* **Directions for this task**:
Reproduce the whole listing, character for character.

--- Extracted data ---

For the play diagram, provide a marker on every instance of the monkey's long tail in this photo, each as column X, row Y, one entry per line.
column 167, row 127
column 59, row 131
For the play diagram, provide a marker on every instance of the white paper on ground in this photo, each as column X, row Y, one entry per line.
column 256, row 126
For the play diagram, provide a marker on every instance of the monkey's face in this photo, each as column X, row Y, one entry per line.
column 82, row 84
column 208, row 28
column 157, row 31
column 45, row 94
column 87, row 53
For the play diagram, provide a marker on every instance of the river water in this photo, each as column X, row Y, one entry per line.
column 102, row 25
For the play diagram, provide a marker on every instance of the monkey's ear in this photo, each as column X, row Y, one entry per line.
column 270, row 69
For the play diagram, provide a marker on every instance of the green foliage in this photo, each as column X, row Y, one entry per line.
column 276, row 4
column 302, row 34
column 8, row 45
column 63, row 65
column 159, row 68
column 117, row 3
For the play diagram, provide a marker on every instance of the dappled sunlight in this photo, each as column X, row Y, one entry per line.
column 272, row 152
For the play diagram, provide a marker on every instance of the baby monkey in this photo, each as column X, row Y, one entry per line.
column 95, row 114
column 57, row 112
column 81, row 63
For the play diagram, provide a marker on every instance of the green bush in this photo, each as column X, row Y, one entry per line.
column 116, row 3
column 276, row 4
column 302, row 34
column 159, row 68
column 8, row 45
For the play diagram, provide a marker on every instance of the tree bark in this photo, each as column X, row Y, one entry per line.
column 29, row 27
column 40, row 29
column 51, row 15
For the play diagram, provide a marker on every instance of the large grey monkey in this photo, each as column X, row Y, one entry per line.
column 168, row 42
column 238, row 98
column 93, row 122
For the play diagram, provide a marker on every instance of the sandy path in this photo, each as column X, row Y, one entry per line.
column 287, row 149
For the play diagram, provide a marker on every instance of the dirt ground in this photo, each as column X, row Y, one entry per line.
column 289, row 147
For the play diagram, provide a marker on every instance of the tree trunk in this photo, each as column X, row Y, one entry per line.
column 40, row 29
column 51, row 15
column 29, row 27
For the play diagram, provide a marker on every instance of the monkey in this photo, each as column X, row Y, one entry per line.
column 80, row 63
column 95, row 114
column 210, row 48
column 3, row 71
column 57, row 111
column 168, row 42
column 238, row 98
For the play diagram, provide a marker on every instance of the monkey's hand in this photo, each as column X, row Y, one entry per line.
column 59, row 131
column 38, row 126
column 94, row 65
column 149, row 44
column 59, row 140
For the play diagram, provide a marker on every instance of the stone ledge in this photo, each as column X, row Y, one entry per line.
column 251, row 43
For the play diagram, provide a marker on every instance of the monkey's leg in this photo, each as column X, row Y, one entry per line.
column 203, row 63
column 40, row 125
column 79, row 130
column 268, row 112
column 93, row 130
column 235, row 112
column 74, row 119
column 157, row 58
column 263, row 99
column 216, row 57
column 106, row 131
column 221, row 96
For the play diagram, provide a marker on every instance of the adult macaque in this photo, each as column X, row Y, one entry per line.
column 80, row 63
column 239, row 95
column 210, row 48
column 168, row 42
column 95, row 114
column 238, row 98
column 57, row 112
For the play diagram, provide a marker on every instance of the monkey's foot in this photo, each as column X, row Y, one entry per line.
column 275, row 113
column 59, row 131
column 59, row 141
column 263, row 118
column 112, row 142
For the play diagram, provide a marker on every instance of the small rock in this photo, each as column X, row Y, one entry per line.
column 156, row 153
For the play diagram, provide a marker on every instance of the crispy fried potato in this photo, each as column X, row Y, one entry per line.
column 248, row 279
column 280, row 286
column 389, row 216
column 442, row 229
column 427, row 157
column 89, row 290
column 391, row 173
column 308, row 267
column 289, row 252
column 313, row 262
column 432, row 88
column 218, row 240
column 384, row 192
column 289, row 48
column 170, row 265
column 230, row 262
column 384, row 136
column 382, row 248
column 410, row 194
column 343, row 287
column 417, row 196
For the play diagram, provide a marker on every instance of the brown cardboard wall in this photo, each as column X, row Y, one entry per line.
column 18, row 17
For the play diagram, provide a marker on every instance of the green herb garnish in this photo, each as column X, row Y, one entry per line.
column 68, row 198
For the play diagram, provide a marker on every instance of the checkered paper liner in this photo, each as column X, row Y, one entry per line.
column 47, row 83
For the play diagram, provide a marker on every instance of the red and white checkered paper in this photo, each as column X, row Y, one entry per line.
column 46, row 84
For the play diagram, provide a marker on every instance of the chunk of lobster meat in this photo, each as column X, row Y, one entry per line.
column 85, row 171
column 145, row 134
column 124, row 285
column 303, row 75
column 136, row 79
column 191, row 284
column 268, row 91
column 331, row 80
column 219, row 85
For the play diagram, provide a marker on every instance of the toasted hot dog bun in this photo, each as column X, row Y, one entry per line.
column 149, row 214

---

* **Exercise output**:
For the play diagram, provide a marker on every instance of the monkey's long tail in this photo, each as column X, row Y, one entry per line.
column 167, row 127
column 59, row 131
For the play diagram, provide a marker on every instance of the white paper on ground in this photo, each as column X, row Y, one entry per line.
column 256, row 126
For the play diagram, provide a marker on every instance of the monkey's face in this photo, each as column X, row Y, one entry per line.
column 82, row 84
column 208, row 28
column 157, row 31
column 45, row 94
column 87, row 53
For the play diagram, provide a marker on every instance of the river water in this photo, each as column X, row Y, one entry per line.
column 102, row 25
For the play diagram, provide a marker on every instance of the monkey's ear in this photo, each as column X, row Y, one entry per line.
column 270, row 69
For the play diagram, provide a marker on every instance of the green foliage in this photo, each as column X, row Y, one entry per line.
column 276, row 4
column 302, row 34
column 8, row 45
column 63, row 65
column 159, row 68
column 117, row 3
For the play diagram, provide a marker on every instance of the dappled sunlight in this photo, each as column X, row Y, one entry per line.
column 272, row 152
For the play diagram, provide a marker on every instance of the baby monkey in this photo, each as column X, row Y, one entry per line.
column 95, row 114
column 57, row 112
column 81, row 63
For the play diagram, provide a marker on every instance of the green bush in this photo, each as column X, row Y, one entry per line.
column 116, row 3
column 276, row 4
column 302, row 34
column 159, row 68
column 8, row 45
For the play diagram, provide a marker on every instance of the tree bark in this photo, each as column X, row Y, one entry per line.
column 29, row 27
column 40, row 29
column 51, row 15
For the play diagram, provide a marker on every instance of the large grey monkey in this photo, each as column X, row Y, one entry per line.
column 168, row 42
column 238, row 98
column 93, row 122
For the play diagram, provide a marker on every instance of the sandy path in this photo, each as column X, row Y, one entry per line.
column 287, row 149
For the play diagram, provide a marker on every instance of the dirt ground in this photo, each as column X, row Y, one entry per line.
column 289, row 147
For the play diagram, provide a marker on every instance of the tree trunk in this photo, each as column X, row Y, one entry per line.
column 40, row 29
column 51, row 15
column 29, row 27
For the play diagram, provide a marker on every instance of the monkey in this photo, each as column X, row Y, one entry per line.
column 80, row 63
column 95, row 114
column 210, row 48
column 3, row 71
column 57, row 111
column 168, row 42
column 238, row 98
For the play diagram, provide a marker on every instance of the monkey's hand in this photo, each as column X, row Y, one entry per line.
column 59, row 131
column 38, row 126
column 94, row 65
column 149, row 44
column 59, row 140
For the play diagram, provide a marker on every instance of the stone ledge in this photo, each as column X, row Y, one entry per line.
column 251, row 43
For the play diagram, provide a marker on every instance of the monkey's leg in this photo, each as column X, row Y, one entry per line.
column 203, row 63
column 40, row 125
column 79, row 130
column 268, row 112
column 93, row 130
column 235, row 112
column 74, row 119
column 157, row 58
column 263, row 99
column 216, row 57
column 106, row 131
column 221, row 96
For the play diagram, provide a marker on every instance of the adult macaque in this photo, each as column X, row Y, one entry per line.
column 80, row 63
column 239, row 95
column 210, row 48
column 168, row 42
column 95, row 114
column 238, row 98
column 57, row 112
For the play diagram, provide a marker on every instance of the monkey's foot in this photo, each as column X, row Y, one entry per line.
column 275, row 113
column 59, row 131
column 59, row 141
column 263, row 118
column 112, row 142
For the play diagram, provide a marker on every instance of the small rock in this photo, each as column X, row Y, one entry per line.
column 156, row 153
For the play diagram, provide a marker on every instance of the crispy fried potato in this photo, each as column X, row Y, one entry per line.
column 248, row 279
column 280, row 286
column 389, row 216
column 442, row 229
column 427, row 157
column 89, row 290
column 391, row 173
column 308, row 267
column 289, row 252
column 313, row 262
column 432, row 88
column 218, row 240
column 384, row 192
column 289, row 48
column 170, row 265
column 230, row 262
column 384, row 136
column 382, row 248
column 410, row 194
column 343, row 287
column 417, row 196
For the play diagram, provide a marker on every instance of the brown cardboard wall in this photo, each as column X, row Y, one entry per line.
column 18, row 17
For the play diagram, provide a marker on every instance of the green herb garnish in this photo, each as column X, row Y, one entry per line.
column 68, row 198
For the play diagram, provide a marker on every instance of the checkered paper liner in this photo, each as column X, row Y, one entry per line.
column 47, row 83
For the play diagram, provide a marker on every instance of the red and white checkered paper in this photo, each as column X, row Y, one entry per line.
column 46, row 84
For the play diagram, provide a marker on every instance of the chunk of lobster meat in this photo, each as column X, row Y, one entry per line.
column 85, row 171
column 145, row 134
column 124, row 285
column 303, row 75
column 136, row 79
column 191, row 284
column 268, row 91
column 331, row 80
column 219, row 85
For the play diagram, provide a marker on every instance of the toasted hot dog bun in this photo, each as column X, row Y, one entry per line.
column 149, row 214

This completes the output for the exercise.